=== Provided records ===
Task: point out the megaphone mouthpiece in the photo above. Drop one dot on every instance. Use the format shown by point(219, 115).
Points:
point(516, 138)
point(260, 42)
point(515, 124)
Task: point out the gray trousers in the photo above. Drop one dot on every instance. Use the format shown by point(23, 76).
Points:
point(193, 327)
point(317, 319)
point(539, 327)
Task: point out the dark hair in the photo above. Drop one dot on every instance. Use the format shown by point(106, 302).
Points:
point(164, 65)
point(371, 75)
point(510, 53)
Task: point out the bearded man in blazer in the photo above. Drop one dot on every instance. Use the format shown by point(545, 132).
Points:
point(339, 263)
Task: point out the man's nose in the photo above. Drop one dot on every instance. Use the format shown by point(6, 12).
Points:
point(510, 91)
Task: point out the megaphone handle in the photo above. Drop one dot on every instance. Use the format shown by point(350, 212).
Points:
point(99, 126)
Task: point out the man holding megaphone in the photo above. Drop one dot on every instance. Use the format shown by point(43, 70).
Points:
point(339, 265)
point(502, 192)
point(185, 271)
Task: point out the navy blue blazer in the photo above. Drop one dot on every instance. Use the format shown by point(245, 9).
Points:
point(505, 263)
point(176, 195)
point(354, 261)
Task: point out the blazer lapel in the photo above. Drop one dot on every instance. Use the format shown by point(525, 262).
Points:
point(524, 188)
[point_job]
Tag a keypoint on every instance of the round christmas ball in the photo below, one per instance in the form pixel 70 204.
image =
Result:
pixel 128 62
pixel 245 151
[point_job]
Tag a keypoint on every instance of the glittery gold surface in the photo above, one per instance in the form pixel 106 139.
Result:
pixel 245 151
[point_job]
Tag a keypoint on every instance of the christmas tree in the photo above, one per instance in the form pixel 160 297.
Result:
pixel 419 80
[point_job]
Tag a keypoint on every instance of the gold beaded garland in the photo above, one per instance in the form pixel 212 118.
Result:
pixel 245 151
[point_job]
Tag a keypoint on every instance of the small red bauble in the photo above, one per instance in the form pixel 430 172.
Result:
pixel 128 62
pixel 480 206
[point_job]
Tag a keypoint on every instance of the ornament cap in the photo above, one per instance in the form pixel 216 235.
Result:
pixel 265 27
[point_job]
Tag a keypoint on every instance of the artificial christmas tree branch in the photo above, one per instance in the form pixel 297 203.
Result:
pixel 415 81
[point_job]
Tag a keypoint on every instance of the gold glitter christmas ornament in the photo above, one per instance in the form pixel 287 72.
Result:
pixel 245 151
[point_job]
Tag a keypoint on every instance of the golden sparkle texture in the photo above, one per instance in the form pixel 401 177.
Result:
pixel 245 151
===
- What is being asked -
Lay out the lines above as a numbered list, starting from the very first one and ending with the line that contains "point(354, 261)", including that line. Leave out any blank lines.

- Output for this task -
1. Task: point out the megaphone mouthpiece in the photo above. Drop one dot on every instance. Use the format shown by point(219, 115).
2. Points:
3. point(516, 138)
4. point(260, 42)
5. point(515, 124)
6. Task: point out the gray trousers in the photo above. Drop one dot on every instance. Use the format shown by point(23, 76).
7. Points:
8. point(193, 327)
9. point(317, 319)
10. point(539, 327)
11. Task: point out the dark hair in the photo above. Drop one dot on every instance. Use the format shown by point(106, 302).
12. Points:
13. point(164, 65)
14. point(371, 75)
15. point(510, 53)
16. Task: point out the bearded man in blazer in the photo above. Drop one dot on every instance. Use the format shown by point(545, 132).
17. Points:
18. point(339, 263)
19. Task: point out the man's nose in the photo above. Drop one dot on every instance. Use the format shown by point(6, 12).
20. Points:
21. point(510, 91)
22. Task: point out the megaphone handle in the photo above. Drop one dot on every instance. Use the format shown by point(350, 212).
23. Points:
24. point(99, 126)
25. Task: point out the man holding megaphone in the photo above. Drop one dot on every instance. Use the format shown by point(43, 70).
26. Points:
27. point(339, 265)
28. point(502, 192)
29. point(185, 271)
30. Task: point out the navy blue blazer in the photo above. Drop one dot on every instance. Use the format shown by point(245, 9).
31. Points:
32. point(505, 263)
33. point(176, 195)
34. point(354, 261)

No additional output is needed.